» **What to produce**
If a line in the data below holds the word "curly", copy it.

• • •

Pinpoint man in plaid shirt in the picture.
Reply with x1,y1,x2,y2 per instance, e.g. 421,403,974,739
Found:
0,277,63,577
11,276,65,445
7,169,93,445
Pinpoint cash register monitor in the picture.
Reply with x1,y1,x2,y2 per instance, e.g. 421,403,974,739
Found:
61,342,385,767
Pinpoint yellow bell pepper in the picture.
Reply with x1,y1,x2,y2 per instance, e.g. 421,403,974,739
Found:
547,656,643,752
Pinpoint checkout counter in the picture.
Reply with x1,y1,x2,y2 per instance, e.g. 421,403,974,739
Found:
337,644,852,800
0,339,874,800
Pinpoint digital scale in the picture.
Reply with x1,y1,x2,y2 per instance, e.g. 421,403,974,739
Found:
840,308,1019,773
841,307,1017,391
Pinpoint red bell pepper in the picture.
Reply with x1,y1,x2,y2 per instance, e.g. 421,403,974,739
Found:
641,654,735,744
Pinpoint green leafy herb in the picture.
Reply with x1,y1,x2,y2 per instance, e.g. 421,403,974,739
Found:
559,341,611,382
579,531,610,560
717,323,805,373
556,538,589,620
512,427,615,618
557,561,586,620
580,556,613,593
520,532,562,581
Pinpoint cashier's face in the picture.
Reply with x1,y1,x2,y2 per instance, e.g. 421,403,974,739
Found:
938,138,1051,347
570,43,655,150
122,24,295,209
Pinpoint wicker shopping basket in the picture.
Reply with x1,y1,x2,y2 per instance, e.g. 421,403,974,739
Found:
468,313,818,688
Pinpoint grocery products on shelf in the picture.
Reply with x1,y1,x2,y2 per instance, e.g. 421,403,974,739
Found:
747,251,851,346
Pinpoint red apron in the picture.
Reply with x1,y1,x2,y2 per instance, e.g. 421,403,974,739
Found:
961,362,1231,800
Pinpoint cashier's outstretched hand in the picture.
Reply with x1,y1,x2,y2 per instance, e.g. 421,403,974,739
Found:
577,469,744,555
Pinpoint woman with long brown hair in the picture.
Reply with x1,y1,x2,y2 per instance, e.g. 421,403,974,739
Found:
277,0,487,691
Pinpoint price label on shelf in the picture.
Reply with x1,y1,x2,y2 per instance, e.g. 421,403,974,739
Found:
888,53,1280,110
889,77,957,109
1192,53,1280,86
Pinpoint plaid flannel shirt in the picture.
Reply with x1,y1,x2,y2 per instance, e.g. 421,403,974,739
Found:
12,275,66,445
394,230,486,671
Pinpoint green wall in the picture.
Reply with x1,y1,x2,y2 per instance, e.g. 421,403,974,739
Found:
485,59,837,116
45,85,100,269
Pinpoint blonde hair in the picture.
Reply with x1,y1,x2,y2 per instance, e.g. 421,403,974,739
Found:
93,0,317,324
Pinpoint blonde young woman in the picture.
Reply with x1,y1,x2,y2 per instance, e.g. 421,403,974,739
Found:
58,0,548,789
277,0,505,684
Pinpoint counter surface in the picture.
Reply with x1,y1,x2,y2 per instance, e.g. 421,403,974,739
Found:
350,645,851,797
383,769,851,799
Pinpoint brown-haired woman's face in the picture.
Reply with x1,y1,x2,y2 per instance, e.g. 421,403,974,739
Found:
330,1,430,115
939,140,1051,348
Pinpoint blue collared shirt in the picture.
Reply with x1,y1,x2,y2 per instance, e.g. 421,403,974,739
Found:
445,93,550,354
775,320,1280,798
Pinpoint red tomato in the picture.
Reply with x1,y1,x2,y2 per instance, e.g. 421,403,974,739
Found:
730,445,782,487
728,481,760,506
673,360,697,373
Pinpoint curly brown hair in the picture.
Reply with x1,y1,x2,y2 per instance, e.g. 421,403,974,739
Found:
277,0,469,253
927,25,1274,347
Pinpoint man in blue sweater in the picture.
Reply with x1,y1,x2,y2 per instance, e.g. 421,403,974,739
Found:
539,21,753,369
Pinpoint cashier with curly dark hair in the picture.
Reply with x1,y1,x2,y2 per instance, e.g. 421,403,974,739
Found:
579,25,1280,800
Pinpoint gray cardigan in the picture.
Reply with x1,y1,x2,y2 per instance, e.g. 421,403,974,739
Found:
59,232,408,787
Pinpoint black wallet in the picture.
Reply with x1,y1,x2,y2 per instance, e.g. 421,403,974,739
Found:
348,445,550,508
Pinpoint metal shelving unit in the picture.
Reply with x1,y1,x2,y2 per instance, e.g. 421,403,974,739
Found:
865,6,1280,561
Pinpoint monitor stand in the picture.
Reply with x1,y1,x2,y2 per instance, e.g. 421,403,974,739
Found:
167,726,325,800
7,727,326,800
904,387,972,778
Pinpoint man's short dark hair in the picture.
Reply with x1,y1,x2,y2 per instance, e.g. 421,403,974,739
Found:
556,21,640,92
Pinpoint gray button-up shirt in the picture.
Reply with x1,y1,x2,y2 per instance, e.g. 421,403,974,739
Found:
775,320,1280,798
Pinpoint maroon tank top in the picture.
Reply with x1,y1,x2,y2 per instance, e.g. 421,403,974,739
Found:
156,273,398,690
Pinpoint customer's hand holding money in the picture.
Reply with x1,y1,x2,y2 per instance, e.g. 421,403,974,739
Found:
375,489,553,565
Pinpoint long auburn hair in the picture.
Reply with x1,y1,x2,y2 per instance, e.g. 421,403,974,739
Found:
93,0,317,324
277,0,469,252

• • •

» **Solution to this exercise**
Pinpoint curly brown hair in the picture.
Pinpoint cashier with curly dark hair in the picture.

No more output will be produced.